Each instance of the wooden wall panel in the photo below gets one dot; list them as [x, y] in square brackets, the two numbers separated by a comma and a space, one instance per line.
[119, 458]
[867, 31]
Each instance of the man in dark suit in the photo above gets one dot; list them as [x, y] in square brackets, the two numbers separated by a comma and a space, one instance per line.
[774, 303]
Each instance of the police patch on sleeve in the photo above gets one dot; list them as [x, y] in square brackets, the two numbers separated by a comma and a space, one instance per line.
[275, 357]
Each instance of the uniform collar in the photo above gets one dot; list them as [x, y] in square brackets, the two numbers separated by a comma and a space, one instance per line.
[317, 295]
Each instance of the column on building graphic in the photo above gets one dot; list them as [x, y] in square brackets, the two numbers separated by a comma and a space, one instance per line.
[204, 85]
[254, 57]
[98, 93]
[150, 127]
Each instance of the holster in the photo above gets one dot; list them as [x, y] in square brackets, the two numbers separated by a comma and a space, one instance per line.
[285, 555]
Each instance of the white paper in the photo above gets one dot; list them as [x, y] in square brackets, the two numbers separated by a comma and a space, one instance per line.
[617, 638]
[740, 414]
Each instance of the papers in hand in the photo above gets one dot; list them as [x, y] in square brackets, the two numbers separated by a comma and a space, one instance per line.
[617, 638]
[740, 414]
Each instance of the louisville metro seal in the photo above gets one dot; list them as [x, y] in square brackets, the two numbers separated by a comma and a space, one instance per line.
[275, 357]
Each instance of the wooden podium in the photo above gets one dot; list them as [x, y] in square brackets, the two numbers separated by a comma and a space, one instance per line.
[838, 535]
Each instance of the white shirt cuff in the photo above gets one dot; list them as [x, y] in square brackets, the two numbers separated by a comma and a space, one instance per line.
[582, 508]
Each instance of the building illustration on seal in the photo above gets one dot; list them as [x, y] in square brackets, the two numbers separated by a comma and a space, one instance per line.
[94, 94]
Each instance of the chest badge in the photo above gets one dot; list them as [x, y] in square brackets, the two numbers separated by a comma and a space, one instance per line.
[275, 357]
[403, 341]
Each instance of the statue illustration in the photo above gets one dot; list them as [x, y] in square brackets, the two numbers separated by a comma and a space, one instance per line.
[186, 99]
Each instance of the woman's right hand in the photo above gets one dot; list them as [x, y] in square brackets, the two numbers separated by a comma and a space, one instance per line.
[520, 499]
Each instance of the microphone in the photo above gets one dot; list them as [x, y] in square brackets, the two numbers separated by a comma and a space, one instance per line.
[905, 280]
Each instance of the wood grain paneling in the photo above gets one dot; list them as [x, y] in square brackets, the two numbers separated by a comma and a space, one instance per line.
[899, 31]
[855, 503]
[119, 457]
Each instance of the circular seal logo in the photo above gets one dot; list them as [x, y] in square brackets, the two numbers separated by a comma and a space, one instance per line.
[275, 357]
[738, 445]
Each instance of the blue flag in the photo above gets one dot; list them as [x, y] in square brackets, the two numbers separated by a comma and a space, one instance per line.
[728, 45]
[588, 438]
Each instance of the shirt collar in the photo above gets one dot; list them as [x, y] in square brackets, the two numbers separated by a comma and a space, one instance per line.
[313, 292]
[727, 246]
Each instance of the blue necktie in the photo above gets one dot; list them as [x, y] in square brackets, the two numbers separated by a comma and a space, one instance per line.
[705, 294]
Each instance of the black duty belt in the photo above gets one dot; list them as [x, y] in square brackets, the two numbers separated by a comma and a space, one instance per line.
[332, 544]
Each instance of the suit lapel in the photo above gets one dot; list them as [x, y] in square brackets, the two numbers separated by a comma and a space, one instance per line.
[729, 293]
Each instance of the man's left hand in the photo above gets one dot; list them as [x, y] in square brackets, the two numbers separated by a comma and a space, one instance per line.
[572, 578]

**Requirements**
Copy verbatim every line of the entries from the one containing "Each instance of the blue necktie" through the last line, inclusive.

**The result**
Each instance of the blue necktie in the photo above gets one dot; list them as [x, y] in square brackets, the two numbers separated by a comma and a space, one instance per line.
[705, 294]
Each instance of the black duty belt in the photo above gets one dot; list them as [x, y] in square brackets, the two numbers separated by a comma and a space, one instance per line.
[332, 544]
Each instance of the suit lapel in the photo above gets one dot; list them as [x, y] in square brackets, the two numbers separated by a comma and a space, one instance per line.
[729, 293]
Each instance of the man's left hand in the photo above gets one dot; list them as [x, y] in square brackets, the two numbers separated by a comma and a space, one instance per line.
[572, 578]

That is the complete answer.